[Task to carry out] With the pictures left out, restate every entry word for word.

========================================

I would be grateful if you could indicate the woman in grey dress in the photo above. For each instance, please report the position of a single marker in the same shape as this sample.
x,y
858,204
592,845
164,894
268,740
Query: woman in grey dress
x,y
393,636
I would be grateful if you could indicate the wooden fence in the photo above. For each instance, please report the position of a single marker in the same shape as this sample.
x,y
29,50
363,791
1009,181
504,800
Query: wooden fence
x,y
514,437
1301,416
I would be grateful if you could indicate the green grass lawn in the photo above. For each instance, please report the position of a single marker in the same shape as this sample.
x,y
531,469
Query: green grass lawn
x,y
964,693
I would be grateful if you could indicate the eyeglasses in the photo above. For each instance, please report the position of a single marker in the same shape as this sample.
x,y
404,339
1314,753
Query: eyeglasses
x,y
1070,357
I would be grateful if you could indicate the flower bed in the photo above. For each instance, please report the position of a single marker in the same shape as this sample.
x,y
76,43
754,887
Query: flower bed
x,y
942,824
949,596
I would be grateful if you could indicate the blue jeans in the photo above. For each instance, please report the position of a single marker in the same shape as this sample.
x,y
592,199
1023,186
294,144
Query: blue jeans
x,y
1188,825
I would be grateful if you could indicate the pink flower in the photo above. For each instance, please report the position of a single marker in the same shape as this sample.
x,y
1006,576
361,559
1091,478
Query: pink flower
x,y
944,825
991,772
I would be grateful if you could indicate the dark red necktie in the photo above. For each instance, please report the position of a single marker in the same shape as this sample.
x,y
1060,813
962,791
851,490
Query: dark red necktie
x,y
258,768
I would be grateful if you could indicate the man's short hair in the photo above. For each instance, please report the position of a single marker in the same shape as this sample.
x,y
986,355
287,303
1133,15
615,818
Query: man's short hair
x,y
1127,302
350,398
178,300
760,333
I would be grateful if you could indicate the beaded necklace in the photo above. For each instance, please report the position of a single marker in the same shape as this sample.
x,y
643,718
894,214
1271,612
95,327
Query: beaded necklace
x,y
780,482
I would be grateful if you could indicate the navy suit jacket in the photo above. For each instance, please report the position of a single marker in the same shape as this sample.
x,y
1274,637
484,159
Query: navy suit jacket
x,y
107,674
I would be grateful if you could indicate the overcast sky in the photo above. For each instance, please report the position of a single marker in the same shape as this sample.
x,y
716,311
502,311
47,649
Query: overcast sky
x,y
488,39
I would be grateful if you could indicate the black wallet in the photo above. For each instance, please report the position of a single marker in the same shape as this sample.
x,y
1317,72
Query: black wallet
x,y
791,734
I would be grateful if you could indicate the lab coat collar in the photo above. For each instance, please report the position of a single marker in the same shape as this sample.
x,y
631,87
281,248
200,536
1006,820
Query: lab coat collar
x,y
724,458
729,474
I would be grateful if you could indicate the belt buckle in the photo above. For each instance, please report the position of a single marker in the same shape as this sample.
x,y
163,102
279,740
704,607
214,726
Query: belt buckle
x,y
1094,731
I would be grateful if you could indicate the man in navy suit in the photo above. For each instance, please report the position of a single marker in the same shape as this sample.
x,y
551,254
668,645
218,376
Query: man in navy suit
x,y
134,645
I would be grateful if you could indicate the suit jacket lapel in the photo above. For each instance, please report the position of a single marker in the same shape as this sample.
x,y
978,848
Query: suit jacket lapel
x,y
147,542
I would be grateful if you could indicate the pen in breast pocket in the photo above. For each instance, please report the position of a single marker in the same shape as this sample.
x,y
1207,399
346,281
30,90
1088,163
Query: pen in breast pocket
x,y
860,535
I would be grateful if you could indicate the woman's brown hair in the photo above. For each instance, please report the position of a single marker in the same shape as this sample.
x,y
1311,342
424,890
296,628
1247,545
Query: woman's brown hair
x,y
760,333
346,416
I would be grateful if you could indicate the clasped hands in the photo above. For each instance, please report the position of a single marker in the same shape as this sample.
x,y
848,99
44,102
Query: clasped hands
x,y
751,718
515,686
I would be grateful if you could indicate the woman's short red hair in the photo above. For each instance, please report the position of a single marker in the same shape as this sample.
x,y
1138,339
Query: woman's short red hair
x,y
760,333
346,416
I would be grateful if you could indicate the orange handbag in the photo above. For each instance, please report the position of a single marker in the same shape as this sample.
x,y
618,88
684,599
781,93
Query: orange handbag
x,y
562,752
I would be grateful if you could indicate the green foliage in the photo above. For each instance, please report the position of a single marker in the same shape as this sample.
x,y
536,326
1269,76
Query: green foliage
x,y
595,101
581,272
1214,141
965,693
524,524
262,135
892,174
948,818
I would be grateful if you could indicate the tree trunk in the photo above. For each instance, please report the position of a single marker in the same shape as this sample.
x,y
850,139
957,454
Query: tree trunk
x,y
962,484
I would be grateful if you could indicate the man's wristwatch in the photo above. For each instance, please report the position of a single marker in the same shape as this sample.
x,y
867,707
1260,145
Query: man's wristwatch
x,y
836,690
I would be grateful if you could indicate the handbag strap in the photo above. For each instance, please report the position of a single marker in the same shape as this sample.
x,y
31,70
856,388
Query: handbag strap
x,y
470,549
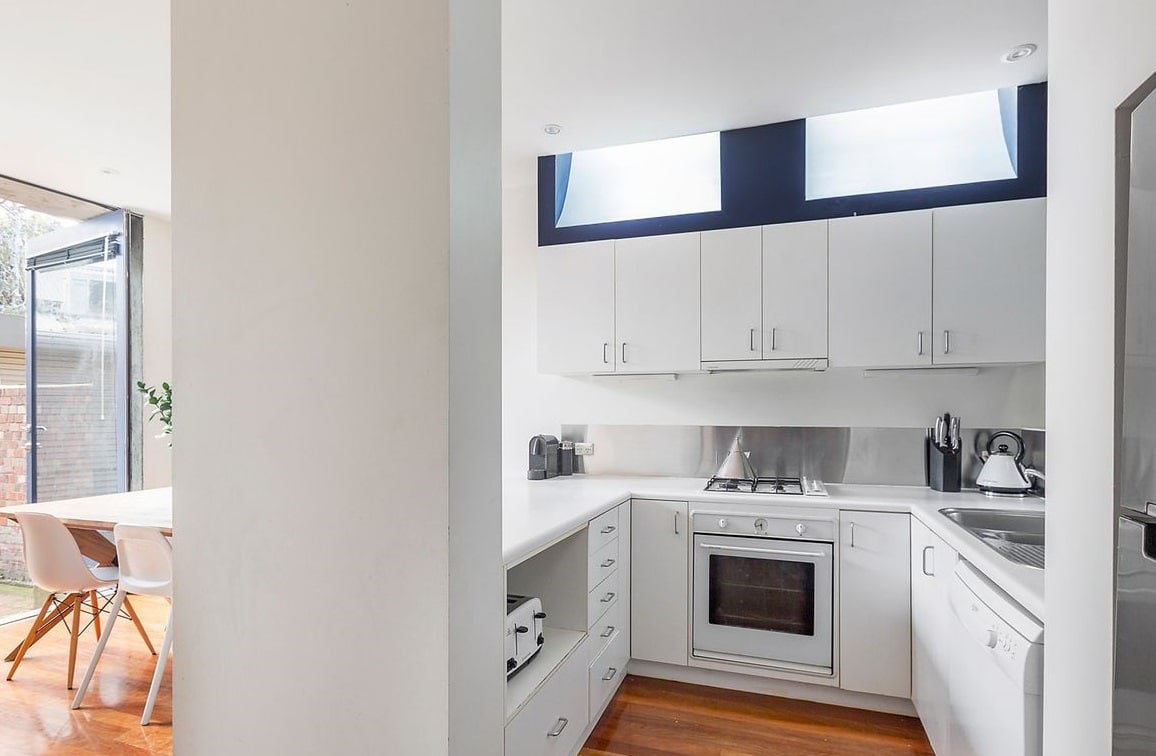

========================================

[Answer to this problem]
I would be grateful if you could indicate the woman in grey dress in the photo above. For each instance, please report the position of a single marker in the same shape as this sample.
x,y
858,204
592,845
164,894
268,740
Query: woman in grey dress
x,y
393,636
I would be grateful if you could indicate the wooden fence in the photo above. For each instance, please report the position of a single marker in the same shape as this sample.
x,y
29,50
363,791
1009,181
504,800
Query: wooden fence
x,y
514,437
1301,416
I would be grateful if you could indicate the green grass lawn in the photo above. For each instance, please report the position of a single marker in the same shape as this sample.
x,y
531,469
Query: green grass lawn
x,y
964,693
I would be grateful if you could indicate the eyeglasses in the photo above. For each instance, please report the position of a single marker in the same shape as this sample.
x,y
404,339
1314,753
Query: eyeglasses
x,y
1070,357
I would be grateful if you could indicate the flower bed in the photo above. For each instance, please report the position of a single marker in the same shape as this sample.
x,y
76,43
754,887
Query: flower bed
x,y
942,824
949,596
I would be grateful if you could indicate the blue jeans in the photo above. For each instance, please report the position of a single marker in the same shape as this sample.
x,y
592,199
1023,186
294,144
Query: blue jeans
x,y
1188,825
I would be grateful if you could indicate the pink flower in the photo above. For each instance, please report the position of a single marker in the same shape as this sample.
x,y
1006,576
361,559
1091,478
Query: pink flower
x,y
944,825
991,772
I would be grateful if you could indicate the dark red necktie in the photo above. For each instance, please report the position of a single marker in the same shape as this sample.
x,y
1060,813
962,791
851,490
Query: dark red necktie
x,y
258,768
I would be grateful if you could indicate the man's short hair in the photo above. For each instance, please report the position of a single marker in the same shape as this sample.
x,y
986,355
287,303
1133,15
615,818
Query: man's short hair
x,y
1127,302
350,398
178,300
760,333
I would be grateful if you could indicate the beaded necklace in the photo above. For each instance, please report the position of a single marker in the same shape as this sample.
x,y
643,718
894,214
1271,612
95,327
Query: beaded necklace
x,y
780,482
I would be grateful if you could indicate the navy suit jacket in the photo above. For each instance, please report the position of a single marker in the same shape as this sample.
x,y
1274,637
484,159
Query: navy suit jacket
x,y
107,674
I would be grateful if you could indicate the overcast sky in the photo above. For each instance, please report the position of a single marker in the same shape as this sample.
x,y
716,311
502,311
47,649
Query: overcast sky
x,y
488,39
I would be grateful if you could indicate the black wallet in the photo above. For each instance, please report the position of a single marker in the same shape as this sample.
x,y
1317,72
Query: black wallet
x,y
791,734
I would be grateful if you could indicate the lab coat collar in the photo above. For each instance, please report the position of a single marker in the same shape as this sample.
x,y
631,87
281,248
200,536
1006,820
Query: lab coat collar
x,y
724,458
729,474
I would be grateful if you could indicate the belt buckle in the photo above. For each instance, please report the position of a single marker in the same shape as this sample.
x,y
163,102
279,740
704,607
214,726
Query: belt buckle
x,y
1094,731
I would be grateful if you could indicate the man in navy suit in the photo above. For each instance, please report the position of a single marker in the same shape as this sample.
x,y
551,254
668,645
218,376
Query: man in navy suit
x,y
134,645
I would be grateful if you could indicate the suit jacket lapel in the photo above. For each instance, please report the position of a single marker in the same shape as this sample.
x,y
978,848
Query: suit jacket lapel
x,y
147,542
I would be grateful if you could indicate the pen in breast pocket in the photo above. For each instance, please report the position of a single marker in the same shape as this sample.
x,y
1207,399
346,281
30,90
1088,163
Query: pen in breast pocket
x,y
860,535
I would be grateful if you could indicate the woman's brown hair in the photo above. For each instance, please report the position of a single marker in the same shape as this sample.
x,y
1311,342
424,890
296,628
1247,545
Query: woman's brown hair
x,y
760,333
346,416
I would be grateful if you could indicate the clasped hands in the photo above. For each instance, please report the position of a single marker in the same shape as this sample.
x,y
848,99
44,102
Query: clasped hands
x,y
751,718
515,686
I would be grateful if you could indicate the woman's short red hair in the photo above. For each instance, please report the position of a single marker in the same shape as this sample.
x,y
1138,339
Query: woman's short red hair
x,y
760,333
346,416
I would be grateful if you could indicate the orange handbag in the photo above. For each instance, please report the position of a single marker in the same shape as this sample.
x,y
618,88
684,599
781,93
Query: orange handbag
x,y
562,752
I would be grateful if you could indicate the green foliage in the photo above. For each instance, please report the position of a single marker in the same shape as this sample.
x,y
536,326
1269,76
Query: green foliage
x,y
595,101
581,272
1214,141
965,693
524,524
262,135
892,174
948,818
I would be grateful if you could indicate the tree trunk in the photo above. For each instance, please report the position of a single marker in the same shape as this sample.
x,y
850,139
957,454
Query: tree trunk
x,y
962,484
I would be grateful if you could indicate the man's wristwatch in the photo above. For each instance, please report the position of a single marker in the same shape as this sample.
x,y
867,707
1260,145
Query: man's wristwatch
x,y
836,690
I would be grateful if you could indicate the handbag strap in the photo above. For each instance, please report the position of a single marker in the same shape as this sample.
x,y
31,70
856,388
Query: handbag strap
x,y
470,549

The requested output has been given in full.